> [SOURCE PASSAGE]
* BEGIN *

# pcb offshore charter



## kentuckychuck (Jun 3, 2016)

I am looking for a good recommendation of someone to fish offshore with in panama city during month of June.  I am planning a two day off shore trip.  I fished there a few years back with Keith Wilson of the Long shot they were great but I can seem to find them.  Anyone know of someone that is good to go with,  Thanks Chuck Stephens


----------



## jeremyledford (Jun 3, 2016)

Capt Mickey with reel addiction charters is the man. He's got a state and federal boat. Problem you're going to run into is snapper season and captains being full. I'm pretty certain June is full but I think he has some days of snapper season left that first week of July. I'm booked the 5th with him on a 12 hr.  
Look him up on Facebook if you have access. He loads the boat pretty well.


----------



## kentuckychuck (Jun 3, 2016)

thanks Jeremy I will definitely look him up


----------



## blood on the ground (Jun 3, 2016)

* END *

> [PROBLEMS]
(A) Copy out every row that contains the word "hand", matching case.
(B) Write the next part of the Panama City charter thread, starting after its last line.
The rows have no connection to the Panama City charter thread.

> [GIVEN RECORDS]
* BEGIN *

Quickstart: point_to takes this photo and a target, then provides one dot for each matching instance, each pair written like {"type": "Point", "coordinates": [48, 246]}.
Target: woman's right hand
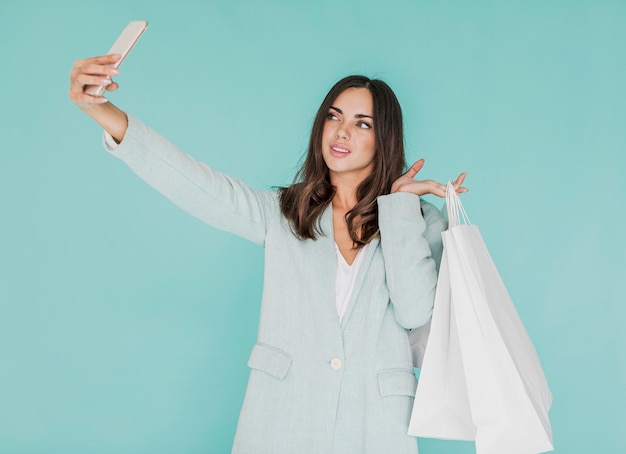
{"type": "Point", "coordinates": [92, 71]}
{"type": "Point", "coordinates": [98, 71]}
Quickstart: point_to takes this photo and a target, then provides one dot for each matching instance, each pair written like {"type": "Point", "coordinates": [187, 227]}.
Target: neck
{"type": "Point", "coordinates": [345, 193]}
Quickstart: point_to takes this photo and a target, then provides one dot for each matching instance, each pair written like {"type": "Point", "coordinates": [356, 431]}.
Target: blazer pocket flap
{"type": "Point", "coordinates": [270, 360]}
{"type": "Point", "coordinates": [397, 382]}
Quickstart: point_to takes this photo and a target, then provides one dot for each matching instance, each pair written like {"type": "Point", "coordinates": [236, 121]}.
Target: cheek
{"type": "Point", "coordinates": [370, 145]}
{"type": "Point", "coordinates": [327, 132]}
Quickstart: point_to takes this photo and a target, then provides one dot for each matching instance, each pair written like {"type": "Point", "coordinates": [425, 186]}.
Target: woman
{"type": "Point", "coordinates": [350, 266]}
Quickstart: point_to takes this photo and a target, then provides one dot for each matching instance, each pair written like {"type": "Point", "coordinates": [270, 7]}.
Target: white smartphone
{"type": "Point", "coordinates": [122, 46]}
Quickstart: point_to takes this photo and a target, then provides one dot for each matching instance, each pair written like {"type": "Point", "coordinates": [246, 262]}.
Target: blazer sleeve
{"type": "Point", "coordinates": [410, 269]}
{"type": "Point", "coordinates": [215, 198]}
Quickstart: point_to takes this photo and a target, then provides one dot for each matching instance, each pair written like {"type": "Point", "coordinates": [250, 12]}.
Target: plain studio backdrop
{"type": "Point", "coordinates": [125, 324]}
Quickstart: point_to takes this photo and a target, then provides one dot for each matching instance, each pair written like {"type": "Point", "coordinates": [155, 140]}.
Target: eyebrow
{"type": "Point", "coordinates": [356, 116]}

* END *
* BEGIN *

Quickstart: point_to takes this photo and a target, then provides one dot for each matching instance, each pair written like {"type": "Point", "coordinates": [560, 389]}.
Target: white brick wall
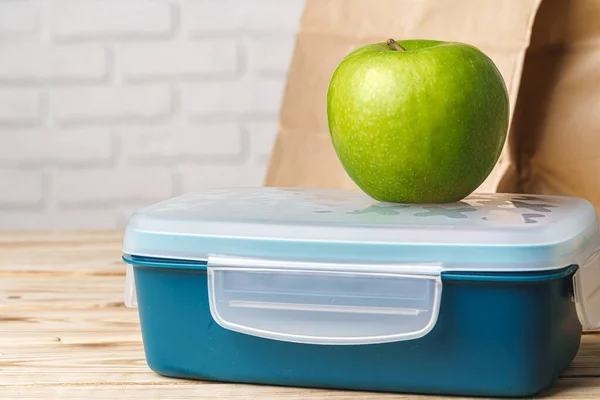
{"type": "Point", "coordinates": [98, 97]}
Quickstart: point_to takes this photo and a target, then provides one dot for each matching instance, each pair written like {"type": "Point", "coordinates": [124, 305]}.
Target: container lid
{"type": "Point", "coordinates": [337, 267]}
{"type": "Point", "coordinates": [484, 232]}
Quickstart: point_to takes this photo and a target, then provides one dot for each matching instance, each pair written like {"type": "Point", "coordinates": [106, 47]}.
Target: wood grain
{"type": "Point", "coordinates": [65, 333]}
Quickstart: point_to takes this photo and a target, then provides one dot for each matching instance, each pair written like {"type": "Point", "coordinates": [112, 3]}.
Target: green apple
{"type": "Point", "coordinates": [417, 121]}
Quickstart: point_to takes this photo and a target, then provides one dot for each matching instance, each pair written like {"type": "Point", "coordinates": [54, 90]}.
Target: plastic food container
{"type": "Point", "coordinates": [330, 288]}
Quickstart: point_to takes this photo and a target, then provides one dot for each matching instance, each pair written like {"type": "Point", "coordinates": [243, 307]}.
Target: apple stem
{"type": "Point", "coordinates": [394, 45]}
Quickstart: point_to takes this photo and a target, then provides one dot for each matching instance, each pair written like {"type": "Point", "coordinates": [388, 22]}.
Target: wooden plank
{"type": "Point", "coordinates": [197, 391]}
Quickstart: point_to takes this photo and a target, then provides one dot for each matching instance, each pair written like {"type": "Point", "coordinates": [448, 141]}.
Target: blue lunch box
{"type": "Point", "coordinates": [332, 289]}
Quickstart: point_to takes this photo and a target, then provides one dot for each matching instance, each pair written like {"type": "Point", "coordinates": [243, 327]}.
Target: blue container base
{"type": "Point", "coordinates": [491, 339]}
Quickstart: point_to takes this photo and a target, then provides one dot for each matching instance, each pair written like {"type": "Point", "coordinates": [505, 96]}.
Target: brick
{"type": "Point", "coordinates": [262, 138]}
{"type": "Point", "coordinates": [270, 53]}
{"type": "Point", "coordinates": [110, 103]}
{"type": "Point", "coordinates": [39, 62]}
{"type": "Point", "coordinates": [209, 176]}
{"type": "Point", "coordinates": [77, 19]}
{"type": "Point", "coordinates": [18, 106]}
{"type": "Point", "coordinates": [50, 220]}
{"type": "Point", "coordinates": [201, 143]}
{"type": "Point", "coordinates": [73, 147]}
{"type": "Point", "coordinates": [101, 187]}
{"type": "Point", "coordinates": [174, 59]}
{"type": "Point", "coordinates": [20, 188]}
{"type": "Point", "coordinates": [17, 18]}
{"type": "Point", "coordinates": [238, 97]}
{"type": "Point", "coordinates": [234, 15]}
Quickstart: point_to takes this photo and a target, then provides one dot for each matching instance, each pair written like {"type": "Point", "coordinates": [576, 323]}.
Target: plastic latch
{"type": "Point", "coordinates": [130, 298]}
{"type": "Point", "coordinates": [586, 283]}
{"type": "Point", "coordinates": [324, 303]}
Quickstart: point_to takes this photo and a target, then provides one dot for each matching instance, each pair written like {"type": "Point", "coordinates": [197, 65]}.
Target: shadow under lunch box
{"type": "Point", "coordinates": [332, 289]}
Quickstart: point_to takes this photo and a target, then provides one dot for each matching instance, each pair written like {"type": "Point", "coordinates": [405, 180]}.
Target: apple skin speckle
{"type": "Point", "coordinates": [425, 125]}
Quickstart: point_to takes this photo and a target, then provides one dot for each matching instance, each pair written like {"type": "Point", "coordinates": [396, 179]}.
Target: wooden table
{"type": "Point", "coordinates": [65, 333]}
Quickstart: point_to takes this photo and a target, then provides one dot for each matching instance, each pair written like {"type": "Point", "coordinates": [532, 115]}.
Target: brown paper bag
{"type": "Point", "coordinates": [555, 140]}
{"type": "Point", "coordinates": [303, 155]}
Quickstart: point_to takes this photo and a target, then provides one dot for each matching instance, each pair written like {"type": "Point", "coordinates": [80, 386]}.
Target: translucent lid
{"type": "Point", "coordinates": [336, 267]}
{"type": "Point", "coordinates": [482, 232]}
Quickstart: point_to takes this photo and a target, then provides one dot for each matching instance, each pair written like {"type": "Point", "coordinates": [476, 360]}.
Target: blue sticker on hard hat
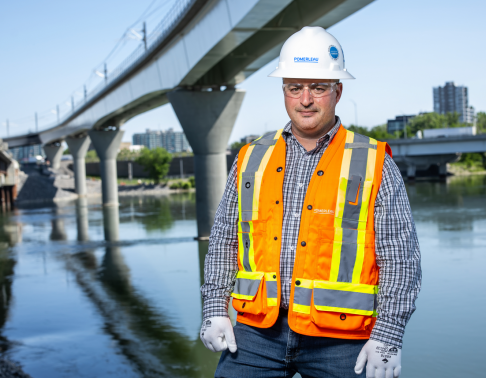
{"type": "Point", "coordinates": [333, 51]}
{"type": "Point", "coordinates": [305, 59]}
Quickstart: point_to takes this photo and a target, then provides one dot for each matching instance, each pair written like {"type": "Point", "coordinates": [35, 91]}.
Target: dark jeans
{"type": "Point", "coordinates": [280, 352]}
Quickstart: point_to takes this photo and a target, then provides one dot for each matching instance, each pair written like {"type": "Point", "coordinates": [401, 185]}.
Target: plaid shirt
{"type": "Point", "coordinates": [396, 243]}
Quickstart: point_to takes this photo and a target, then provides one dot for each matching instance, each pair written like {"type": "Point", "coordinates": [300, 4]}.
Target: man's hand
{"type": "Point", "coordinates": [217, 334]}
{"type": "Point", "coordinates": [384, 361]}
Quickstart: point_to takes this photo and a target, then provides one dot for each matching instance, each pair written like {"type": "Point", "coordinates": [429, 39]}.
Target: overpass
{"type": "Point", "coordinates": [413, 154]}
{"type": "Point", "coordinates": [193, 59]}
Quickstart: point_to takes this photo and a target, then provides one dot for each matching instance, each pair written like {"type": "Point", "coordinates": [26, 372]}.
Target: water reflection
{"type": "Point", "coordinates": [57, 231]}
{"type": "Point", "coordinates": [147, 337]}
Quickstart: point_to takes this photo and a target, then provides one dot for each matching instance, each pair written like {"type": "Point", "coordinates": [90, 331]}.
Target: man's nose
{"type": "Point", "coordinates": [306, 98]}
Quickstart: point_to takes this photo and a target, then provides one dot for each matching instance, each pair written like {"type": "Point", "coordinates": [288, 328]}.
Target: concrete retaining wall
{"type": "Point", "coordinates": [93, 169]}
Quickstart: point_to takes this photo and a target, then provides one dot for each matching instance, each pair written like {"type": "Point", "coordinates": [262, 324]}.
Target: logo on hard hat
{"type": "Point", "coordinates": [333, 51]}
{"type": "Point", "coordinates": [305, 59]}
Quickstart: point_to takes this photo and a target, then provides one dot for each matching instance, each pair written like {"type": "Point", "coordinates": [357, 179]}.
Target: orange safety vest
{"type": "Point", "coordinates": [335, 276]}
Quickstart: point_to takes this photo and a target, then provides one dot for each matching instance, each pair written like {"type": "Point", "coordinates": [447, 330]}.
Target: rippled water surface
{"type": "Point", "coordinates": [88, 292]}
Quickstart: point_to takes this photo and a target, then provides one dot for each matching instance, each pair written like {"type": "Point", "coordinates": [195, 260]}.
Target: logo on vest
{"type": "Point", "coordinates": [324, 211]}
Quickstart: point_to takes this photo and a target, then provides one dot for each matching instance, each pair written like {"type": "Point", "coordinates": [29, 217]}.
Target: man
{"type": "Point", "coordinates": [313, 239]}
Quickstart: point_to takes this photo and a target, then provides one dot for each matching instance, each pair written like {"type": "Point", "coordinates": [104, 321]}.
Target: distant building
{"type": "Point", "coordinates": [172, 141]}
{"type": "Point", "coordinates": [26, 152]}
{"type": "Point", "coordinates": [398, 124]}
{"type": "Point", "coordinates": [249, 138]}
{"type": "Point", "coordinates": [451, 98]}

* END *
* BEGIN *

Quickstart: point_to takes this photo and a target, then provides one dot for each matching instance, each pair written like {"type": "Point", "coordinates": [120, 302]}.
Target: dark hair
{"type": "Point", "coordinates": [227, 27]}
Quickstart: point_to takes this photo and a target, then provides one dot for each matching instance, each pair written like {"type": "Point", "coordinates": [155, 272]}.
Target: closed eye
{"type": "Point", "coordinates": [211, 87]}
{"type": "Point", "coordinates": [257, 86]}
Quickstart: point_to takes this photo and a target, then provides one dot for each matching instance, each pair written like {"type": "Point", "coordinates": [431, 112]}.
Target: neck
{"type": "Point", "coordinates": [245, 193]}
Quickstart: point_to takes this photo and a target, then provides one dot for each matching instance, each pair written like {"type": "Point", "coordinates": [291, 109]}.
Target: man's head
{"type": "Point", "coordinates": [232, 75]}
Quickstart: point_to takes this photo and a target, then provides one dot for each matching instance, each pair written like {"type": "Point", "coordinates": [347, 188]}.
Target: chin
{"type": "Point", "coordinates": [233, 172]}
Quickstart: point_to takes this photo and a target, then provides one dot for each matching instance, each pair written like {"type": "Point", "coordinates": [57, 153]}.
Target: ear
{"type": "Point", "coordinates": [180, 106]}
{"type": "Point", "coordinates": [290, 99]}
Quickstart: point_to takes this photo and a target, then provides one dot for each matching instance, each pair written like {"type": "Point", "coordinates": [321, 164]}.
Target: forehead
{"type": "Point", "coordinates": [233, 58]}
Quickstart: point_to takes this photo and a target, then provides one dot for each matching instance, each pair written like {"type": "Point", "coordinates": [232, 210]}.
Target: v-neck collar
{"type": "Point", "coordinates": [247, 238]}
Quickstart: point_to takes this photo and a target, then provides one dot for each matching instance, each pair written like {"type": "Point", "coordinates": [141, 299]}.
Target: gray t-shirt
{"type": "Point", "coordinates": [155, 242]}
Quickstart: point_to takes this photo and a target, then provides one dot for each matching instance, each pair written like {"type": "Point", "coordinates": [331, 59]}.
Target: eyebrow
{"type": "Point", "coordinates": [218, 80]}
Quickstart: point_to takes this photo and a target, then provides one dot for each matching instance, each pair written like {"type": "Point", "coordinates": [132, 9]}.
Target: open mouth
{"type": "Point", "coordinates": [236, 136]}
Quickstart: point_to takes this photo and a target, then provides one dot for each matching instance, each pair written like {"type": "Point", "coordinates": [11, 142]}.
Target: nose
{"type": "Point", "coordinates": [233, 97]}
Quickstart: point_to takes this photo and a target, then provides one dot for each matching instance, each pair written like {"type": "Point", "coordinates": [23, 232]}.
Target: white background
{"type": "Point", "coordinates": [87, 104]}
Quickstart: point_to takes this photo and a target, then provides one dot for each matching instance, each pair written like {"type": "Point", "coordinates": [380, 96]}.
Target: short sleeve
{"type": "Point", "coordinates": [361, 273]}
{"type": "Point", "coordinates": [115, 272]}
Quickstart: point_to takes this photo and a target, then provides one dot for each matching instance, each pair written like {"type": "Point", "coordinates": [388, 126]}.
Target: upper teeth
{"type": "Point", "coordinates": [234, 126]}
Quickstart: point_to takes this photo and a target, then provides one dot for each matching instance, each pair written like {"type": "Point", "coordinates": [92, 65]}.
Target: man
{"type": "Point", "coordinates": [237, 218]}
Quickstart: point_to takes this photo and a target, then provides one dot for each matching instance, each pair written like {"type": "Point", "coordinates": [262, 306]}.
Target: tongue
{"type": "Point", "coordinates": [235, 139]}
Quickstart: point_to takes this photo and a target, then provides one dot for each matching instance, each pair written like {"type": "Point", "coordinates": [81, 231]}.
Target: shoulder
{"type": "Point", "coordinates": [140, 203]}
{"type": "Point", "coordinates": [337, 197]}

* END *

> [FINAL RESULTS]
(A)
Target: woman's right hand
Target: man's hand

(B)
I forget the captain's name but the charter was called Makin Memories. My son and I used them last June and had a blast! Caught lots of grouper and snapper!


----------



## one_shot (Jun 3, 2016)

Makin Memories I’ve have been on that boat 3 times. Capt. Leveral Raffield knows how to fish! Caught a bunch of snapper and grouper!

http://enjoypcb.com/our-boats/


----------



## jasper181 (Jun 17, 2016)

Mark Kelley


----------



## tommy jacobs (Jun 28, 2016)

I always go with Kelly Girl, Lady Kelly, or Miss Kelly, have the Lady Kelly booked for July 8th & 9th, Mark Kelly is a Great Captain, nice boat, nice people !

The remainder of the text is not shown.